EXERCISE OBJECTIVE:
Write out an exact copy of the line with "rough mask: <svg" and of each line after it, through the end of the records below.

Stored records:
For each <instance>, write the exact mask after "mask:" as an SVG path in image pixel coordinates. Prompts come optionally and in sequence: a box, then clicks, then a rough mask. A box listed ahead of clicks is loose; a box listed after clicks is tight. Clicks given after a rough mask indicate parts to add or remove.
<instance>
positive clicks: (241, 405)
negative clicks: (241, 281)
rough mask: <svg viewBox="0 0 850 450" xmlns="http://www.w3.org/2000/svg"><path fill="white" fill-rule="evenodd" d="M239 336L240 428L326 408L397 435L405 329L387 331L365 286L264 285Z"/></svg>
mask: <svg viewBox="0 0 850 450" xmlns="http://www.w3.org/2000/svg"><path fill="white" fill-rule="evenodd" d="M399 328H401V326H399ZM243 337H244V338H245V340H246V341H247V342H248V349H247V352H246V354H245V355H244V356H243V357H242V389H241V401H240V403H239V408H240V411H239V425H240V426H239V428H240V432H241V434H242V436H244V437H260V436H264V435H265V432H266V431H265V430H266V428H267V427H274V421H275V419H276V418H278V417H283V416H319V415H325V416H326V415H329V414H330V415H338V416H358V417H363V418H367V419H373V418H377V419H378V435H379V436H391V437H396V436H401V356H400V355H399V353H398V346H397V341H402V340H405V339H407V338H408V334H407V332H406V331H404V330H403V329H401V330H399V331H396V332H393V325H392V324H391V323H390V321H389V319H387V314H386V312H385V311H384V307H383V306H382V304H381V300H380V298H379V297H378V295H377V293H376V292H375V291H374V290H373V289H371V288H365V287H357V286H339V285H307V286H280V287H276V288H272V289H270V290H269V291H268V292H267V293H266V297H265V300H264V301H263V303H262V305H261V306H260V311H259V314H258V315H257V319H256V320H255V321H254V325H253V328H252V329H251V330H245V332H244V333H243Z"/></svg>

SOLUTION:
rough mask: <svg viewBox="0 0 850 450" xmlns="http://www.w3.org/2000/svg"><path fill="white" fill-rule="evenodd" d="M239 336L240 428L326 408L397 435L405 329L387 331L365 286L264 285Z"/></svg>
mask: <svg viewBox="0 0 850 450" xmlns="http://www.w3.org/2000/svg"><path fill="white" fill-rule="evenodd" d="M399 328H401V326H399ZM243 337H244V338H245V340H246V341H247V342H248V349H247V352H246V354H245V355H244V356H243V357H242V389H241V401H240V403H239V408H240V411H239V425H240V426H239V428H240V432H241V434H242V436H244V437H260V436H264V435H265V432H266V431H265V430H266V428H267V427H274V421H275V419H276V418H278V417H283V416H319V415H325V416H326V415H329V414H330V415H338V416H358V417H363V418H367V419H373V418H377V419H378V435H379V436H391V437H396V436H401V356H400V355H399V353H398V346H397V341H402V340H405V339H407V338H408V334H407V332H406V331H404V330H403V329H401V330H399V331H396V332H393V325H392V324H391V323H390V321H389V319H387V314H386V312H385V311H384V307H383V306H382V304H381V300H380V298H379V297H378V295H377V293H376V292H375V291H374V290H373V289H371V288H365V287H357V286H339V285H307V286H280V287H276V288H272V289H270V290H269V291H268V292H267V293H266V297H265V300H264V301H263V303H262V305H261V306H260V311H259V314H258V315H257V319H256V320H255V321H254V325H253V328H252V329H251V330H245V332H244V333H243Z"/></svg>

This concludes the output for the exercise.